**The request**
Format the records below as a Markdown table with the columns "No." and "Line." Give each nonblank line its own row, numbered consecutively, and omit blank lines.

======== Excerpted records ========

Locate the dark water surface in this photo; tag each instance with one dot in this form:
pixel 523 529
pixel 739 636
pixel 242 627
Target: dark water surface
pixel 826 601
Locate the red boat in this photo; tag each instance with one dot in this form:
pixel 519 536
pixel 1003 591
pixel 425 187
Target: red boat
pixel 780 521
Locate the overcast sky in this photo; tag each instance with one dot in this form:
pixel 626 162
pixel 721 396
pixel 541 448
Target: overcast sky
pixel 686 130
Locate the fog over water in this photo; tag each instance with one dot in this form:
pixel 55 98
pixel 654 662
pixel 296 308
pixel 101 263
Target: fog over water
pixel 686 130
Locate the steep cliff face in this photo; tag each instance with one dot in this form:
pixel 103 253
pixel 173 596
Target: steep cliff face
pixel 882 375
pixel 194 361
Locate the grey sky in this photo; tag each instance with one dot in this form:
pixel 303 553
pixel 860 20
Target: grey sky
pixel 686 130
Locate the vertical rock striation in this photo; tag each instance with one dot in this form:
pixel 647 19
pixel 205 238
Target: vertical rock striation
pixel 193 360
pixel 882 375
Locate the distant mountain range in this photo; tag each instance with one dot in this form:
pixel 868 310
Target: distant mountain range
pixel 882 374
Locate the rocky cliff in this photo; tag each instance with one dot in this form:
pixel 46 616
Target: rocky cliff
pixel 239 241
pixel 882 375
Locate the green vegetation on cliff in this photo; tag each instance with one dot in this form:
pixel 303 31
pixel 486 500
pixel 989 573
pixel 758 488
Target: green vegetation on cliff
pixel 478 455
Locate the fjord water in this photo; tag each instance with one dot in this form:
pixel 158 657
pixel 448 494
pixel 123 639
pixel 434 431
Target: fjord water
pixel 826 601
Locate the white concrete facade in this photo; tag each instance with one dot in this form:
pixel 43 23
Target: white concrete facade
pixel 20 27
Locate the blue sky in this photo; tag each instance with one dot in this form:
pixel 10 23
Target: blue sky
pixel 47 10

========

**Correct output**
| No. | Line |
|---|---|
| 1 | Locate the dark water surface in this photo; tag each instance with one dot in this form: |
| 2 | pixel 523 529 |
| 3 | pixel 739 636 |
| 4 | pixel 242 627 |
| 5 | Target: dark water surface |
| 6 | pixel 826 601 |
| 7 | Locate the red boat in this photo; tag each instance with one dot in this form: |
| 8 | pixel 519 536 |
| 9 | pixel 1003 591 |
| 10 | pixel 425 187 |
| 11 | Target: red boat |
| 12 | pixel 780 521 |
| 13 | Locate the overcast sky in this photo; tag each instance with one dot in this form: |
| 14 | pixel 626 162 |
| 15 | pixel 721 396 |
| 16 | pixel 541 448 |
| 17 | Target: overcast sky |
| 18 | pixel 686 130 |
| 19 | Locate the fog over water in this photo; tag each instance with one dot in this form: |
| 20 | pixel 55 98 |
| 21 | pixel 654 662 |
| 22 | pixel 296 308 |
| 23 | pixel 101 263 |
| 24 | Target: fog over water |
| 25 | pixel 686 130 |
| 26 | Locate the steep cliff face in this photo; tag each instance with one dot in this form: |
| 27 | pixel 103 253 |
| 28 | pixel 173 596 |
| 29 | Target: steep cliff face |
| 30 | pixel 882 375 |
| 31 | pixel 194 361 |
| 32 | Locate the grey sky in this photo; tag each instance with one dot in this form: |
| 33 | pixel 303 553 |
| 34 | pixel 860 20 |
| 35 | Target: grey sky |
| 36 | pixel 686 130 |
| 37 | Locate the vertical rock striation in this photo; tag each instance with one dot in this form: |
| 38 | pixel 647 19 |
| 39 | pixel 205 238 |
| 40 | Target: vertical rock striation |
| 41 | pixel 193 360 |
| 42 | pixel 882 375 |
| 43 | Locate the distant mountain range in this photo; tag each instance with one dot in this form: |
| 44 | pixel 868 310 |
| 45 | Target: distant mountain range |
| 46 | pixel 882 374 |
| 47 | Locate the rocky cliff in this photo; tag each instance with one dot in this form: |
| 48 | pixel 46 616 |
| 49 | Target: rocky cliff |
| 50 | pixel 239 241 |
| 51 | pixel 882 375 |
| 52 | Locate the green vegetation on cliff in this photo; tag each instance with one dot in this form: |
| 53 | pixel 303 31 |
| 54 | pixel 486 500 |
| 55 | pixel 989 573 |
| 56 | pixel 758 488 |
| 57 | Target: green vegetation on cliff |
| 58 | pixel 478 455 |
| 59 | Locate the fjord water in this photo; tag each instance with one dot in this form: |
| 60 | pixel 158 657 |
| 61 | pixel 448 494 |
| 62 | pixel 123 639 |
| 63 | pixel 434 431 |
| 64 | Target: fjord water |
| 65 | pixel 826 601 |
| 66 | Locate the white concrete facade in this photo; tag each instance with one dot in this form: |
| 67 | pixel 43 23 |
| 68 | Target: white concrete facade |
| 69 | pixel 20 27 |
| 70 | Locate the blue sky in this photo; tag each instance with one dot in this form: |
| 71 | pixel 10 23 |
| 72 | Target: blue sky |
| 73 | pixel 47 10 |